# Task description:
Write out again only the lines running from the one that contains "Keypoint guideline: for each instance of the fortress" to the end of the records below, including both the first and the last.

# Records from a collection:
+ + + +

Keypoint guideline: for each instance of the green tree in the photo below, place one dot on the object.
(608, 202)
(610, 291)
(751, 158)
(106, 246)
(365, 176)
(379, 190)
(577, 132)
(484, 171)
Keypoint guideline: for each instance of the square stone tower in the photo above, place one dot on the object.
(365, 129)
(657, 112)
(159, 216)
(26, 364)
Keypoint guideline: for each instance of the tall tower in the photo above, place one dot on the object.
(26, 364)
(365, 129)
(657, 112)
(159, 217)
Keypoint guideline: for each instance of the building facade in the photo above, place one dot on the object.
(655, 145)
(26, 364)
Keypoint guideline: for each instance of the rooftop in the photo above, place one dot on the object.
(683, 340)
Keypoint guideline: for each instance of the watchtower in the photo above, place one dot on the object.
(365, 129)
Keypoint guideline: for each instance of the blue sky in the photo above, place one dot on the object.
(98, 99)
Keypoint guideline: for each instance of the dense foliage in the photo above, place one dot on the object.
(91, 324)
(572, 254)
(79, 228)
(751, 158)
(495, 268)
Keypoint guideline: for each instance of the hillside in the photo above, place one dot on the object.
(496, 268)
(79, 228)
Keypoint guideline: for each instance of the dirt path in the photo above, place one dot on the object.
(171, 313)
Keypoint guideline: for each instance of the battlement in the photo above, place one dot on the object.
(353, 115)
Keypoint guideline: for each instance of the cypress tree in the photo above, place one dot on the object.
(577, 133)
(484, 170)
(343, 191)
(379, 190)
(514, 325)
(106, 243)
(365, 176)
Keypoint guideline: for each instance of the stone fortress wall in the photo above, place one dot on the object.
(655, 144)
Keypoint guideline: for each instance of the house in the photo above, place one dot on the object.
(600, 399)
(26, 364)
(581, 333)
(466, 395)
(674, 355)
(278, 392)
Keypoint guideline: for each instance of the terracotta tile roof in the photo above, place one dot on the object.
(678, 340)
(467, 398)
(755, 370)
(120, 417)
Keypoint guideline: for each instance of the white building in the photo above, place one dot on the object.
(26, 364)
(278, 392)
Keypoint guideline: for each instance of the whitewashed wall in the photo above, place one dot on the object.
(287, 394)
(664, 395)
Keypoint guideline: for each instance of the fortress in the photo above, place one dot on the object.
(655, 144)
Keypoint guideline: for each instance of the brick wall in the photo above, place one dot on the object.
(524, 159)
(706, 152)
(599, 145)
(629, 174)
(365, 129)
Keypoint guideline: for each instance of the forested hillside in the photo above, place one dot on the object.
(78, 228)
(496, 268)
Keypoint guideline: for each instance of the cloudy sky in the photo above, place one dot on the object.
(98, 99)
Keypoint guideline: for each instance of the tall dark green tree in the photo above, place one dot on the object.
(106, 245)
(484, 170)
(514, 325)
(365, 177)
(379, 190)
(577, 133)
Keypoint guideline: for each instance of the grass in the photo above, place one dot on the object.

+ + + +

# Exercise answer:
Keypoint guideline: for each instance of the fortress in the photo above, place one dot on the object.
(655, 144)
Keypoint guideline: for each instance of the brick wall in the photo above, place one dot on the object.
(524, 159)
(706, 152)
(599, 145)
(629, 174)
(365, 129)
Keypoint guideline: for each instance of the forested hillside in the photo above, place one dot on the object.
(78, 228)
(496, 268)
Keypoint guideline: for each instance of the cloudy sky in the photo above, place one dot on the object.
(98, 99)
Keypoint guideline: for each instance of the tall dark green tree in the photo above, place one dot on the object.
(106, 245)
(484, 170)
(514, 325)
(365, 177)
(379, 190)
(577, 133)
Keypoint guideline: for each instance of the grass in the photo above, place one dot on the object.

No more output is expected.